- [EXERCISE REQUIREMENTS] Summarize the piece on the One Point Slam in two sentences.

[[ EXTRACT, beginning ]]

Australian Open’s One Point Slam shows that merit still makes the best stories
The Australian Open officially got under way this week, but the most talked-about moment of the year’s opening tennis slam may already be behind us.
Before a ball had been struck in the main draw, a little-known tennis coach from Sydney, Jordan Smith, walked away with A$1m after winning the One Point Slam — a made-for-entertainment tournament featuring a mix of professionals, celebrities and personalities.
Along the way, Smith beat some big names, including world No2 and defending Australian Open champion Jannik Sinner.
On the surface, it looked like another example of sport drifting further into spectacle. A punchy prize fund and a format that creates ready-to-post clips on socials.
But the success of the One Point Slam raises an interesting question at an interesting time. Where, exactly, is the line between sport and entertainment now? And does it even matter?
Over the past decade, the worlds of sporting competition, content creation and celebrity culture have steadily converged.
Athletes are influencers, influencers are athletes, and sporting stories are often consumed through documentaries, social feeds and Hollywood films rather than live broadcasts. In this landscape, performance is no longer the only currency that counts.

[[ EXTRACT, end ]]
[[ DATASET CONTENT, beginning ]]

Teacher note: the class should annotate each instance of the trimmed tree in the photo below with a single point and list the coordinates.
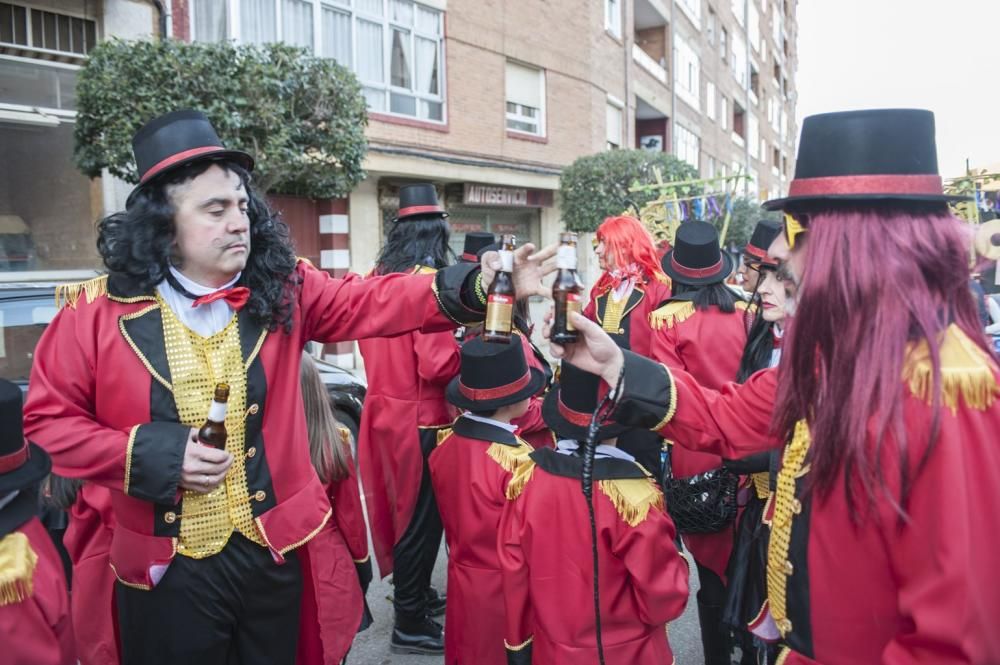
(597, 186)
(302, 118)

[[ DATASET CONTENT, end ]]

- [ANSWER SECTION] Before the Australian Open main draw began, little-known Sydney tennis coach Jordan Smith won A$1m at the One Point Slam, a made-for-entertainment tournament mixing professionals, celebrities and personalities, and beat world No2 and defending champion Jannik Sinner along the way. Its success raises the question of where the line between sport and entertainment now lies, since sporting competition, content creation and celebrity culture have steadily converged over the past decade.